*Given request:* Repeat the records below word for word, but start at the line that contains "bronze bird sculpture", stop after the last line, and include nothing else.

*Items:*

======

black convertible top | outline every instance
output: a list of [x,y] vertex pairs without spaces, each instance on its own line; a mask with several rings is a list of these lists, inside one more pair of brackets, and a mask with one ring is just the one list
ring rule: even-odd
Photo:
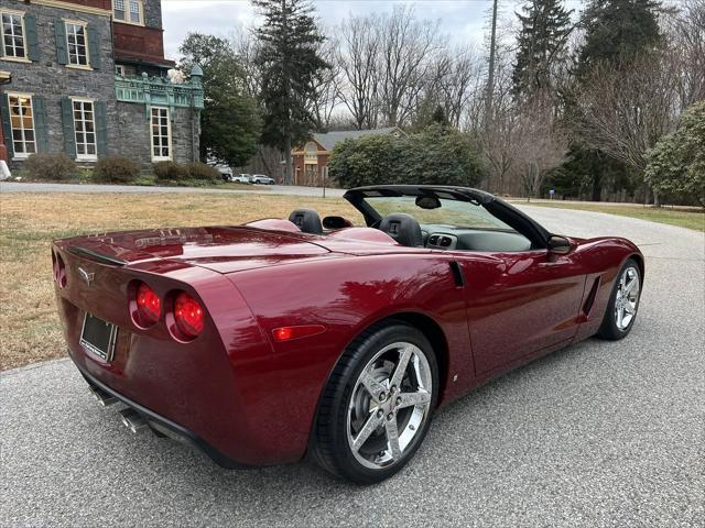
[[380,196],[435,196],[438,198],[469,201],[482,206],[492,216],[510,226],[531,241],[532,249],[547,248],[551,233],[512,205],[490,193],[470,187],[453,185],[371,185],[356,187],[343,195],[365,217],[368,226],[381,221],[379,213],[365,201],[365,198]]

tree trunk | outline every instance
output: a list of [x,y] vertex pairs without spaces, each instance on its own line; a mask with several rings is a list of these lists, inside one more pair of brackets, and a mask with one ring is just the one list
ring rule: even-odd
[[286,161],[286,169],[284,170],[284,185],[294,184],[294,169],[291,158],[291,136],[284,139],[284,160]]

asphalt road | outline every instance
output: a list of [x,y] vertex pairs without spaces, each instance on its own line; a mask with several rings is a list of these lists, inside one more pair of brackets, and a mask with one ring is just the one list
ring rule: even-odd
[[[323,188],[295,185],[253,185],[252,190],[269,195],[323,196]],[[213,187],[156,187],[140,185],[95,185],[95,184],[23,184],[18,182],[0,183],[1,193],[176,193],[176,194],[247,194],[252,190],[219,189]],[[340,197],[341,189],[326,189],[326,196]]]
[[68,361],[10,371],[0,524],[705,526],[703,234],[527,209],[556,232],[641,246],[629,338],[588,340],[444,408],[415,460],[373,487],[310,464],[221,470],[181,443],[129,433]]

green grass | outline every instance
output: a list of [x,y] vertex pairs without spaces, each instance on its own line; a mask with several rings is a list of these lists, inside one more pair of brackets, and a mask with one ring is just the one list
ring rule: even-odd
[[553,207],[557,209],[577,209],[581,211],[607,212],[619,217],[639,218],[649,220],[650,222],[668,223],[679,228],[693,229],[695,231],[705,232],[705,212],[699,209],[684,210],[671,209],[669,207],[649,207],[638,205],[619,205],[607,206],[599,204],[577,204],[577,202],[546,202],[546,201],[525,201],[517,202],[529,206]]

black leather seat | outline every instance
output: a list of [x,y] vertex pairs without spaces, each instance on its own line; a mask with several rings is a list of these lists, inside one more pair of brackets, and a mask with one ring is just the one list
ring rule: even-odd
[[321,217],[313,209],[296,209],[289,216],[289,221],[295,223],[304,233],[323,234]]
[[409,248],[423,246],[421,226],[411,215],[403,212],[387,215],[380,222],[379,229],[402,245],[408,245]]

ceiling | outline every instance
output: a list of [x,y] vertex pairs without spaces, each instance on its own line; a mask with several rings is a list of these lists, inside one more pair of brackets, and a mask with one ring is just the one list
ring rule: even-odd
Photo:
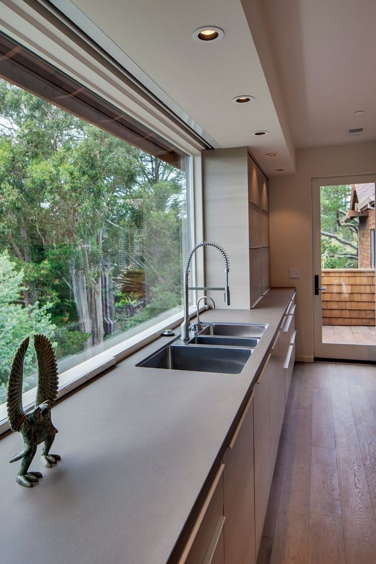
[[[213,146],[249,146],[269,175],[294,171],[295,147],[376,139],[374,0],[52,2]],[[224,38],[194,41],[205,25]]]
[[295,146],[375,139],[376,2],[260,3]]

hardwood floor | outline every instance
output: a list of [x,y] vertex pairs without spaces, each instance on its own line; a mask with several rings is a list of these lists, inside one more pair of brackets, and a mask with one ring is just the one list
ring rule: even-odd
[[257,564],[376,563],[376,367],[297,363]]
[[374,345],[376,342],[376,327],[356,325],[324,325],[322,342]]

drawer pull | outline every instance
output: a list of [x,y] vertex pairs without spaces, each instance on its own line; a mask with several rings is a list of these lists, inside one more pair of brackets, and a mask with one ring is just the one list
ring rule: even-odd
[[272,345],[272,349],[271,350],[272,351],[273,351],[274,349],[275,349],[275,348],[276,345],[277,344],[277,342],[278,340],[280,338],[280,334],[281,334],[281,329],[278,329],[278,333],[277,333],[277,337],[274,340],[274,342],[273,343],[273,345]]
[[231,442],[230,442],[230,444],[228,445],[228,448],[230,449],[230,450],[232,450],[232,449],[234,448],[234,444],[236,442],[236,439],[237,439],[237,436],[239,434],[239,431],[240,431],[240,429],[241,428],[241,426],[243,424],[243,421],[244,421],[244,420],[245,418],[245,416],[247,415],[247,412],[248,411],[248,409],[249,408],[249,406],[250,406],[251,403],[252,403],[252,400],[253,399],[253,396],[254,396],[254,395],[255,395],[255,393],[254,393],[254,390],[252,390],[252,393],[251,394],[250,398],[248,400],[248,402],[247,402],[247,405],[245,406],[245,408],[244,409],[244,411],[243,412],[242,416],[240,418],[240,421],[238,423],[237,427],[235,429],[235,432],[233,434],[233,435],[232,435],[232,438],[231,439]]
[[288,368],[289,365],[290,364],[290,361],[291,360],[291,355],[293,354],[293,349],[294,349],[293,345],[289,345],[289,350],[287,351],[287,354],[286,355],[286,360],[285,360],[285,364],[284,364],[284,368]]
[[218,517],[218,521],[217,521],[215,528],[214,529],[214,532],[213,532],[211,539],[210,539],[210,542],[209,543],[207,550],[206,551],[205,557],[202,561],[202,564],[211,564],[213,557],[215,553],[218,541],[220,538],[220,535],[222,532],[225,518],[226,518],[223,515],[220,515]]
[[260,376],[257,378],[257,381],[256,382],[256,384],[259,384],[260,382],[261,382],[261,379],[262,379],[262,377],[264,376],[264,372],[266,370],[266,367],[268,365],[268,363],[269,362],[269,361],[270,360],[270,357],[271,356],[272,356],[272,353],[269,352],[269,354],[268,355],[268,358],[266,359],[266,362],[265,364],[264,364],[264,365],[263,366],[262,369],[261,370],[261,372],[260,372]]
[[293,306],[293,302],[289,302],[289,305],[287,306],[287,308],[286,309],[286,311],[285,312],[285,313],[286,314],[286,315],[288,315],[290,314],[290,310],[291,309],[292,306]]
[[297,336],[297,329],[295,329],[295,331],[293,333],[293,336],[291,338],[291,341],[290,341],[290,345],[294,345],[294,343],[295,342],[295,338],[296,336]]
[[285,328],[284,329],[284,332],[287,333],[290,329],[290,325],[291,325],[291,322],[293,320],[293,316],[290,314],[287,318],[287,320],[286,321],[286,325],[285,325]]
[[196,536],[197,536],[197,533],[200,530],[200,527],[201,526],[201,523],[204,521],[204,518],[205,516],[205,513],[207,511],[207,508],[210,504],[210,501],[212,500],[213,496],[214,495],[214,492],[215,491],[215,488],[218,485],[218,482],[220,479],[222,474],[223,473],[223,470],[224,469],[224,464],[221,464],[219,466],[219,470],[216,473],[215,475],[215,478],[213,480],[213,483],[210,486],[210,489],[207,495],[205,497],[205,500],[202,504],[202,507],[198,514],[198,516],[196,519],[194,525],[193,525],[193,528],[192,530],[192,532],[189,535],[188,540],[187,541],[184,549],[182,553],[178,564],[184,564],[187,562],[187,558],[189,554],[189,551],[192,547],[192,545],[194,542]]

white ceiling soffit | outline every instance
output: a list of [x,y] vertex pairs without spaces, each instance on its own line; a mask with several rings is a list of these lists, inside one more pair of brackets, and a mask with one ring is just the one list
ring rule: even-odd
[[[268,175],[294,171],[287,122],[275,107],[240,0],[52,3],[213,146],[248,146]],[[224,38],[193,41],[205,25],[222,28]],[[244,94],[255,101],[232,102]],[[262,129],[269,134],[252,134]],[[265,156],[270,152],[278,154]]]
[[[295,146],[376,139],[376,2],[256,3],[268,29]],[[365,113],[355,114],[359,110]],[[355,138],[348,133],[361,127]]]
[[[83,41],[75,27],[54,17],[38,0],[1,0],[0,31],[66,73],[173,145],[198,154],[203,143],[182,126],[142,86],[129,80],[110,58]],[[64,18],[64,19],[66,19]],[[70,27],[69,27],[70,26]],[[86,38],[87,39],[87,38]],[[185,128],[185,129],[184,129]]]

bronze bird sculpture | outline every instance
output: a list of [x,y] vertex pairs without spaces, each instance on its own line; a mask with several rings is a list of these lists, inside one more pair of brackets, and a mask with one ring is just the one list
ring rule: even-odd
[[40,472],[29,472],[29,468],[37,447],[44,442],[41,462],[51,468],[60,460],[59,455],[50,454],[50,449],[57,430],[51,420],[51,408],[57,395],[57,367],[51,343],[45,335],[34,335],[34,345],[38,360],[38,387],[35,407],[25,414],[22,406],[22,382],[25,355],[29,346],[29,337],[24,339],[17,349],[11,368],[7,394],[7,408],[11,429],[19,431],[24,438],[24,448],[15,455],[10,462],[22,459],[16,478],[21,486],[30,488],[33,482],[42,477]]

======

*The result:*
bronze bird sculpture | outline every instance
output: a list of [x,y] vertex pairs without spaces, each instance on its own line; a mask with several rings is a list of these lists, inside one more pair of brackets, and a mask with one ring is just the one list
ring rule: even-odd
[[40,472],[29,472],[29,468],[37,447],[44,442],[41,462],[51,468],[60,460],[59,455],[50,454],[50,449],[57,430],[51,420],[51,408],[57,395],[57,367],[51,343],[45,335],[34,335],[34,345],[38,360],[38,387],[35,407],[25,414],[22,406],[22,382],[25,355],[29,346],[29,337],[24,339],[17,349],[11,368],[7,394],[7,408],[11,429],[19,431],[24,438],[24,448],[15,455],[10,462],[22,459],[16,478],[21,486],[30,488],[33,482],[42,477]]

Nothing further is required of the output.